Strip out all images, then restate the data verbatim.

BEGIN SOURCE MATERIAL

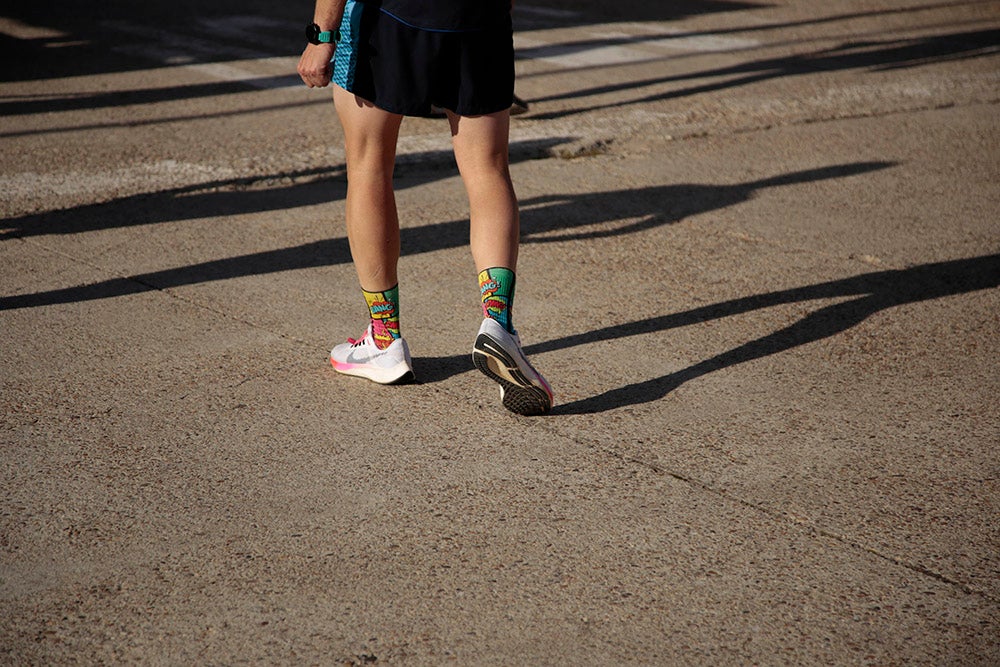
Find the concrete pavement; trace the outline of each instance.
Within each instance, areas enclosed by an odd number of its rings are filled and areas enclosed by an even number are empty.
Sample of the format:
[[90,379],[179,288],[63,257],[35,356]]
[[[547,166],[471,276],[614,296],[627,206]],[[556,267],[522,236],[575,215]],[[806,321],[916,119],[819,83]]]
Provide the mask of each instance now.
[[1000,2],[518,3],[537,419],[442,124],[338,376],[309,3],[149,4],[0,19],[5,663],[1000,662]]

END SOURCE MATERIAL

> [SOLUTION FOR THIS TASK]
Find the concrete pavement; trace the outline of each instance.
Within each instance, areas enclosed by an odd number of its rings are filled and areas enclosed by an even number are empty.
Sample of the format:
[[90,379],[179,288],[63,257],[35,356]]
[[[547,166],[471,276],[614,296],[627,206]],[[556,267],[522,236],[575,215]],[[806,321],[916,119],[819,83]]]
Provide the mask of each instance now.
[[1000,2],[518,3],[537,419],[442,124],[338,376],[309,3],[149,4],[0,19],[5,663],[1000,662]]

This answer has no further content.